-------- Extracted material
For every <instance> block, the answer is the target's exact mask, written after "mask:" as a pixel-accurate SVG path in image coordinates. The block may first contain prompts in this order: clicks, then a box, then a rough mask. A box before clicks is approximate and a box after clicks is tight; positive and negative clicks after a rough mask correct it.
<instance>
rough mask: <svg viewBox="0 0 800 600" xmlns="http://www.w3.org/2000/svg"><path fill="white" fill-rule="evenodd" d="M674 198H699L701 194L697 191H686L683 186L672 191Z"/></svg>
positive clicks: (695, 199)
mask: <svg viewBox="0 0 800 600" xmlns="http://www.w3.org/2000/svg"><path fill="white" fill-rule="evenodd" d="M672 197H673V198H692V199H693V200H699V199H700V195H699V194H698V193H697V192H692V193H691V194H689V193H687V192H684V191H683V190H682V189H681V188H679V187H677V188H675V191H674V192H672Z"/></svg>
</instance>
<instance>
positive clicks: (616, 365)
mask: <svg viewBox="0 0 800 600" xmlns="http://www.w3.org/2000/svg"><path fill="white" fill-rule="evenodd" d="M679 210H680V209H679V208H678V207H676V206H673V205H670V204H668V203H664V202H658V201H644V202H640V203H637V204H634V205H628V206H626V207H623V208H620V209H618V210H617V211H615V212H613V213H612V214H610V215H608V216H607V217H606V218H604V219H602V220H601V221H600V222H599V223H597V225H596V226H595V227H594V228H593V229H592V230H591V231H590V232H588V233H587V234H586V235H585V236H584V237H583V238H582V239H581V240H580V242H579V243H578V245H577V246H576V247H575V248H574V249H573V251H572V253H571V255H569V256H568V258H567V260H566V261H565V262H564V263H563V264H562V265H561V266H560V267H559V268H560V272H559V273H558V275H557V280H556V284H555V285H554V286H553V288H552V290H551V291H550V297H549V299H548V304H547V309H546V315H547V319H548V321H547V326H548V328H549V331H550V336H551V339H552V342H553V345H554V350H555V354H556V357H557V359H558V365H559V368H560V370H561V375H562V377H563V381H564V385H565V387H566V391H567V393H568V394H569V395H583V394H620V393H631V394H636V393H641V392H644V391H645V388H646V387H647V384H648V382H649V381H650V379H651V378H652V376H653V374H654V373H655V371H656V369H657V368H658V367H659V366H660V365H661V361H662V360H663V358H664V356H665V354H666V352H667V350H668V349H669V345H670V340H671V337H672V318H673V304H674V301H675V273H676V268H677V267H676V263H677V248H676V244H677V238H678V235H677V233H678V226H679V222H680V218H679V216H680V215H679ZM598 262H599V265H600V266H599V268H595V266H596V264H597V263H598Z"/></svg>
----------------
» Problem requirements: Return every line of the entries above unchanged, from the first line to the last.

» Response to this exercise:
For every <instance> block, the answer is the target's exact mask, written after "mask:" as a pixel-accurate SVG path in image coordinates. The block may first contain prompts in this order: clicks, then a box, then a rough mask. A box before clicks is approximate and a box after clicks is tight; positive and negative clicks after a rough mask correct it.
<instance>
rough mask: <svg viewBox="0 0 800 600" xmlns="http://www.w3.org/2000/svg"><path fill="white" fill-rule="evenodd" d="M674 198H699L701 194L697 191H686L683 186L672 191Z"/></svg>
positive clicks: (695, 199)
mask: <svg viewBox="0 0 800 600" xmlns="http://www.w3.org/2000/svg"><path fill="white" fill-rule="evenodd" d="M672 197H673V198H692V199H693V200H699V199H700V195H699V194H698V193H697V192H692V193H691V194H689V193H687V192H684V191H683V190H682V189H681V188H679V187H677V188H675V191H674V192H672Z"/></svg>
</instance>
<instance>
positive clicks: (616, 365)
mask: <svg viewBox="0 0 800 600" xmlns="http://www.w3.org/2000/svg"><path fill="white" fill-rule="evenodd" d="M679 210H680V209H679V208H678V207H676V206H673V205H670V204H668V203H664V202H658V201H644V202H640V203H637V204H634V205H628V206H626V207H623V208H620V209H618V210H617V211H615V212H613V213H612V214H610V215H608V216H607V217H606V218H604V219H602V220H601V221H600V222H599V223H597V225H596V226H595V227H594V228H593V229H592V230H591V231H590V232H588V233H587V234H586V235H585V236H584V237H583V238H582V239H581V240H580V242H579V243H578V245H577V246H576V247H575V248H574V249H573V251H572V253H571V255H569V256H568V258H567V260H566V261H565V262H564V263H563V264H562V265H561V266H560V267H559V268H560V272H559V273H558V275H557V280H556V284H555V285H554V286H553V288H552V290H551V291H550V297H549V299H548V304H547V309H546V315H547V319H548V321H547V326H548V328H549V331H550V336H551V339H552V342H553V345H554V350H555V354H556V357H557V359H558V365H559V368H560V370H561V375H562V377H563V381H564V385H565V387H566V391H567V393H568V394H569V395H583V394H620V393H631V394H636V393H641V392H644V391H645V388H646V387H647V384H648V382H649V381H650V379H651V378H652V376H653V374H654V373H655V371H656V369H657V368H658V367H659V366H660V365H661V361H662V360H663V358H664V356H665V354H666V352H667V350H668V349H669V345H670V340H671V337H672V318H673V304H674V301H675V273H676V268H677V267H676V263H677V248H676V244H677V238H678V235H677V233H678V226H679V222H680V218H679V216H680V215H679ZM598 262H599V265H600V266H599V268H595V266H596V264H597V263H598Z"/></svg>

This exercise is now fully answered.